_Extract to read:_
────────────────────

3.10 Breach. In the event of any breach by the Director of the agreements and
covenants contained herein, the Board of Directors of the Bank shall direct that
any unpaid balance of any payments to the Director under this Plan be suspended,
and shall thereupon notify the Director of such suspensions, in writing.
Thereupon, if the Board of Directors of the Bank shall determine that said
breach by the Director has continued for a period of one (1) month following
notification of such suspension, all rights of the Director and his
Beneficiaries under this Plan, including rights to further payments hereunder,
shall thereupon terminate.

SECTION IV.

────────────────────

_Named-object pointing records:_
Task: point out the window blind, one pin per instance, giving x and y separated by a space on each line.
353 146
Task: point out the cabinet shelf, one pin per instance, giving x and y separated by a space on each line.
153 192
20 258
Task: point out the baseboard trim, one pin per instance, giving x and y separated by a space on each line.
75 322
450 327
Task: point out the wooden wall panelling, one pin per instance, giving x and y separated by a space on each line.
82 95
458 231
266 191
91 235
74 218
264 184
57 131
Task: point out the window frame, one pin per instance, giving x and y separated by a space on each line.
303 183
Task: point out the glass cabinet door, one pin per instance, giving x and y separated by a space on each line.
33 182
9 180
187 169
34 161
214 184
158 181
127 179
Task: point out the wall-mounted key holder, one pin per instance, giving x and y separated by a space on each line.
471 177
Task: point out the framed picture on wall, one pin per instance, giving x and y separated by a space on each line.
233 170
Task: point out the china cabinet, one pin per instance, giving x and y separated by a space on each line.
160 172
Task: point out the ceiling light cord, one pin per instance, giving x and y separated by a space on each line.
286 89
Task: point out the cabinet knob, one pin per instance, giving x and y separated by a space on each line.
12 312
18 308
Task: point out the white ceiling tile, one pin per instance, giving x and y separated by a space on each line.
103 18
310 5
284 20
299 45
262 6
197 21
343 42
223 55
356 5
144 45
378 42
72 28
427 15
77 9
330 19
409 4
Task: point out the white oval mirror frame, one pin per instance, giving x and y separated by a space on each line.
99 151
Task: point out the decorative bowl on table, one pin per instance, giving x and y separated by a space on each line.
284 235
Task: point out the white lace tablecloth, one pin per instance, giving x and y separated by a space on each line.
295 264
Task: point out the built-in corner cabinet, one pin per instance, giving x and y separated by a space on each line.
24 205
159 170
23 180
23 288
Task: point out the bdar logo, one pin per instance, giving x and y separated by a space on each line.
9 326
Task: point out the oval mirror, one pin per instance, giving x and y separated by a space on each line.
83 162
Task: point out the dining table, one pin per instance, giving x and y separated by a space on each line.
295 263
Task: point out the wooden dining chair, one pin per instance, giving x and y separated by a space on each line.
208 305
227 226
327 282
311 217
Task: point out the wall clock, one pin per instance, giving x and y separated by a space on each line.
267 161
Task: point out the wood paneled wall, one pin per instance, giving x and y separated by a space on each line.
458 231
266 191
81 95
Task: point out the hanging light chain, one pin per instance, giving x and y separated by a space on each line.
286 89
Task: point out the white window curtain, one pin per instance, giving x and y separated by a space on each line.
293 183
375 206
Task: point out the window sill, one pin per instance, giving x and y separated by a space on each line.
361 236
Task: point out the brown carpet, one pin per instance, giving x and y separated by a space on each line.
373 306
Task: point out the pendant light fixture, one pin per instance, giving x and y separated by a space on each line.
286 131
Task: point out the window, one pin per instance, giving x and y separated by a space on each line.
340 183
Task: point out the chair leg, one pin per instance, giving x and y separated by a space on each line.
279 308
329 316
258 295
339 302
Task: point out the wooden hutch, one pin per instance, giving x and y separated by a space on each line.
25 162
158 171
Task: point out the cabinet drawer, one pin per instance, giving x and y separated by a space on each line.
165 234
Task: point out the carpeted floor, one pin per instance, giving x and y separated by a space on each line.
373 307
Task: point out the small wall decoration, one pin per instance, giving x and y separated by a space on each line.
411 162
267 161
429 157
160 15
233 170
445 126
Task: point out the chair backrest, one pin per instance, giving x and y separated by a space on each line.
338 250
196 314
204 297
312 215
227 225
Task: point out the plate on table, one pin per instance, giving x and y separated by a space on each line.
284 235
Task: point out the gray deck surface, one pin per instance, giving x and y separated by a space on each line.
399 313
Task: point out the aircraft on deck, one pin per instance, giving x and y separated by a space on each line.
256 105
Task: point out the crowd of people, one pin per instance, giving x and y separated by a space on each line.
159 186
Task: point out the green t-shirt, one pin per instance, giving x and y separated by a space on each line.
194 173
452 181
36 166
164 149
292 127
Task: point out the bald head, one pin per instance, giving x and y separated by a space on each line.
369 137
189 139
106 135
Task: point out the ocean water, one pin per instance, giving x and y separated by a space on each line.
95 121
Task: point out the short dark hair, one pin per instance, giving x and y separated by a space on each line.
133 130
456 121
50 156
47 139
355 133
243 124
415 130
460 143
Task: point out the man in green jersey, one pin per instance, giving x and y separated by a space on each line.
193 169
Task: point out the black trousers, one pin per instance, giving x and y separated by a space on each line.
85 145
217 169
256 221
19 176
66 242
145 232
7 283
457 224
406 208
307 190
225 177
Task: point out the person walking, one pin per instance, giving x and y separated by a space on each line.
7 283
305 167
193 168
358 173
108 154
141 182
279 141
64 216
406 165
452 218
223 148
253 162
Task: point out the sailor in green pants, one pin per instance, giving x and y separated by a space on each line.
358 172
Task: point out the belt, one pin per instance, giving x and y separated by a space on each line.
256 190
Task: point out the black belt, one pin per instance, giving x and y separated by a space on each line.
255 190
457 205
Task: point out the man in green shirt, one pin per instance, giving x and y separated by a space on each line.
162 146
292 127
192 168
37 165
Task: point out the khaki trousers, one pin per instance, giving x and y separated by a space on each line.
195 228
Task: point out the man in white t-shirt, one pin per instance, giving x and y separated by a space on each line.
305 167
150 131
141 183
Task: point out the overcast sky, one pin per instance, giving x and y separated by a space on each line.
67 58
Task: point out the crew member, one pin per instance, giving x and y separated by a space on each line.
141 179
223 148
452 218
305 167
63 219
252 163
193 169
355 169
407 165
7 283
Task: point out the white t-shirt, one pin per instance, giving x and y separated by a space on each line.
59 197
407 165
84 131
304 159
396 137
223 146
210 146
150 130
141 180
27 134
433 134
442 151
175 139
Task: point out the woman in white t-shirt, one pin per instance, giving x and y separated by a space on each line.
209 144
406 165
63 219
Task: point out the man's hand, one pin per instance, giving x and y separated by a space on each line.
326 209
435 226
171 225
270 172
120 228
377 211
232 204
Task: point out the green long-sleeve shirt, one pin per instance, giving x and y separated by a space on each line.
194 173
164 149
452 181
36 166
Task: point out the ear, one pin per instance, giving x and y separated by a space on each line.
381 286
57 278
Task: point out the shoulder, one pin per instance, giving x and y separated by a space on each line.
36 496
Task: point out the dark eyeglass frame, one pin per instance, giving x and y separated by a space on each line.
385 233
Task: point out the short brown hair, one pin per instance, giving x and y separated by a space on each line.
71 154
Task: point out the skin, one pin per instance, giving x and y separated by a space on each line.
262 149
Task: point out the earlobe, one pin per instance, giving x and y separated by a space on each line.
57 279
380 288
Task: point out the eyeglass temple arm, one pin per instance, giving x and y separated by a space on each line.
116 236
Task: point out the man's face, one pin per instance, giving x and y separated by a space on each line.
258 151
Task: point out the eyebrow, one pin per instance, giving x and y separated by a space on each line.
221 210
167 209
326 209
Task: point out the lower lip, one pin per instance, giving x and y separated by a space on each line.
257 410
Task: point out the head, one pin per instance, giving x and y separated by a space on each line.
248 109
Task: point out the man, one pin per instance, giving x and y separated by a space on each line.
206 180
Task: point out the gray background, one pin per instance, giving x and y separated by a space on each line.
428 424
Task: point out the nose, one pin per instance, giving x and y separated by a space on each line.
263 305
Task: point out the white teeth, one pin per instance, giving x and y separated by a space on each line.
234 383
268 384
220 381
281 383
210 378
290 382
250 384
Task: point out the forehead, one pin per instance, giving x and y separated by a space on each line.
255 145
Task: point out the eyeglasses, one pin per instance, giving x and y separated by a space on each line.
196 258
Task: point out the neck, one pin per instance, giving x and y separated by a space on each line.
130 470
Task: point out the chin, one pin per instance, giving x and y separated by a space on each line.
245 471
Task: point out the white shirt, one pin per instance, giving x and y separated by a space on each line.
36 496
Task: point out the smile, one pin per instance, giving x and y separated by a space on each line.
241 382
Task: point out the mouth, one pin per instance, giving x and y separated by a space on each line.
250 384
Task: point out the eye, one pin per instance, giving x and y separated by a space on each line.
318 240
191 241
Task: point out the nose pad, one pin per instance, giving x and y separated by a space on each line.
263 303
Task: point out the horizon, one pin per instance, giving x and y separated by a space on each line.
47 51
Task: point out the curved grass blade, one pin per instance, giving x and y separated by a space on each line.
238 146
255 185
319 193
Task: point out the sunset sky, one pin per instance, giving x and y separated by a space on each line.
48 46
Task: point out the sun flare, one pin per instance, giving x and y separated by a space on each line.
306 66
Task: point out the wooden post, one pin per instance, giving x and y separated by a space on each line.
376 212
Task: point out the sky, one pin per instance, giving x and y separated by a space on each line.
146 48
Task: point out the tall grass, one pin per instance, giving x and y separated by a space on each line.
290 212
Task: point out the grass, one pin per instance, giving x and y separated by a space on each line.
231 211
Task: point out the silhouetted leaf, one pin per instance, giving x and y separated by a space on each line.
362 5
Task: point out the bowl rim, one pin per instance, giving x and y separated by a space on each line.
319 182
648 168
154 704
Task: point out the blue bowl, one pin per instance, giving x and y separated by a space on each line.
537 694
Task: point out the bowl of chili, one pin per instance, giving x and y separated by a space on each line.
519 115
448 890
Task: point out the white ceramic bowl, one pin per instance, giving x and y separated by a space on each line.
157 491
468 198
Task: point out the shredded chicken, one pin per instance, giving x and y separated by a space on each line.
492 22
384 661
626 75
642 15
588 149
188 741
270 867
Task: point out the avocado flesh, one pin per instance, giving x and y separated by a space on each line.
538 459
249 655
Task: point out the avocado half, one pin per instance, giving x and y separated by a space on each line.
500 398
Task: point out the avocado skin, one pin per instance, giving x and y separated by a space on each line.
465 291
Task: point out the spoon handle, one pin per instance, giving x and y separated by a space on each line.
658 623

────────────────────

_Directives:_
1 > Type out the breach clause word for word, from "3.10 Breach. In" to "shall thereupon terminate.", including both.
2 > Collect every line of the records that contains the string "brown". Case matters when matching.

_Solutions per task:_
1 >
3.10 Breach. In the event of any breach by the Director of the agreements and
covenants contained herein, the Board of Directors of the Bank shall direct that
any unpaid balance of any payments to the Director under this Plan be suspended,
and shall thereupon notify the Director of such suspensions, in writing.
Thereupon, if the Board of Directors of the Bank shall determine that said
breach by the Director has continued for a period of one (1) month following
notification of such suspension, all rights of the Director and his
Beneficiaries under this Plan, including rights to further payments hereunder,
shall thereupon terminate.

2 >
Task: point out the brown carpet, one pin per instance, giving x and y separated by a space on each line.
Task: point out the short brown hair, one pin per instance, giving x and y separated by a space on each line.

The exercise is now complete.